┌─ Supplied text

CrowdStrike blames a test software bug for that giant global mess it made
Something called 'Content Validator' did not validate the content, and the rest is history
CrowdStrike has blamed a bug in its own test software for the mass-crash-event it caused last week.
A Wednesday update to its remediation guide added a preliminary post incident review (PIR) that offers the antivirus maker's view of how it brought down 8.5 million Windows boxes.
The explanation opens by detailing that CrowdStrike's Falcon Sensor ships with "sensor content" that steers and defines its threat-detection engine's capabilities. This behavioral-based software is also updated with "rapid response content" that uses the sensor content to detect and handle specific emerging malware and other unwanted system activity. This rapid response content is delivered to users in those channel files you've been hearing about.
The base sensor content includes what's called "template types," which are blocks of code that can be customized and used by rapid response content to identify malicious stuff on a system. As such, these rapid response updates are known as "template instances" because they are "instantiations of a given template type."
Thus, the sensor content defines a bunch of code templates, and the rapid response content customizes the action of those templates so that the sensor software can detect, observe, and prevent specific system activity.
As CrowdStrike puts it, template instances configure how template types operate during runtime.
In February 2024, CrowdStrike introduced and distributed a new "inter-process-communication (IPC) template type" for rapid response content to use that the vendor designed to detect "novel attack techniques that abuse Named Pipes." The IPC template type passed testing on March 5, and a rapid response template instance was released to use it.
Three more IPC template instances were deployed between April 8 and April 24. All ran without crashing 8.5 million Windows machines – although, as we reported earlier this week, some Linux machines had problems with CrowdStrike's Falcon around May and June.
On July 19, CrowdStrike introduced two more IPC template instances. One included "problematic content data," but made it into production anyway, because of what CrowdStrike described as "a bug in the content validator."
The post doesn't detail the content validator's role; we'll assume it's supposed to do what the name suggests and likely in an automated manner.
- CrowdStrike CEO summoned to explain epic fail to US Homeland Security committee
- Life, interrupted: How CrowdStrike's patch failure is messing up the world
- Cybercrooks spell trouble with typosquatting domains amid CrowdStrike crisis
Whatever the validator does or is supposed to do, it did not prevent the release to customers of the dodgy July 19 template instance despite it being a dud. This test software should have detected that the content update was broken but approved it anyway because the validator was buggy.

└─
┌─ Information given

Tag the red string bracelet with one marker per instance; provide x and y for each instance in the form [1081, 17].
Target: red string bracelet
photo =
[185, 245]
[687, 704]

└─

Assignment 1 » According to the article on the CrowdStrike crash, on what date did the IPC template type pass testing?
Assignment 2 » Extend the article on the CrowdStrike crash by a few paragraphs, picking up after its final sentence.

Result 1 » March 5

Result 2 »
CrowdStrike thus assumed the July 19 channel file release would be OK; the tests had after all passed the IPC template type delivered in March, and subsequent related IPC template instances, without a hitch on Windows.
History tells us that was a very bad assumption. As we concluded in our earlier analysis of the crash, Falcon loaded and parsed the new content and was confused by the broken template instance, which "resulted in an out-of-bounds memory read triggering an exception" within CrowdStrike's Windows driver-level code, which would bring down the whole box.
On reboot, it would start up and crash all over again. CrowdStrike's Falcon suite runs at the operating system level to give it good visibility for its threat detection operations. When its content interpreter is misled into accessing memory it shouldn't, however, as what happened here with the bad data, it has the potential to take out the OS and running applications with it.
"This unexpected exception could not be gracefully handled, resulting in a Windows operating system crash," Team CrowdStrike said.
On around 8.5 million machines.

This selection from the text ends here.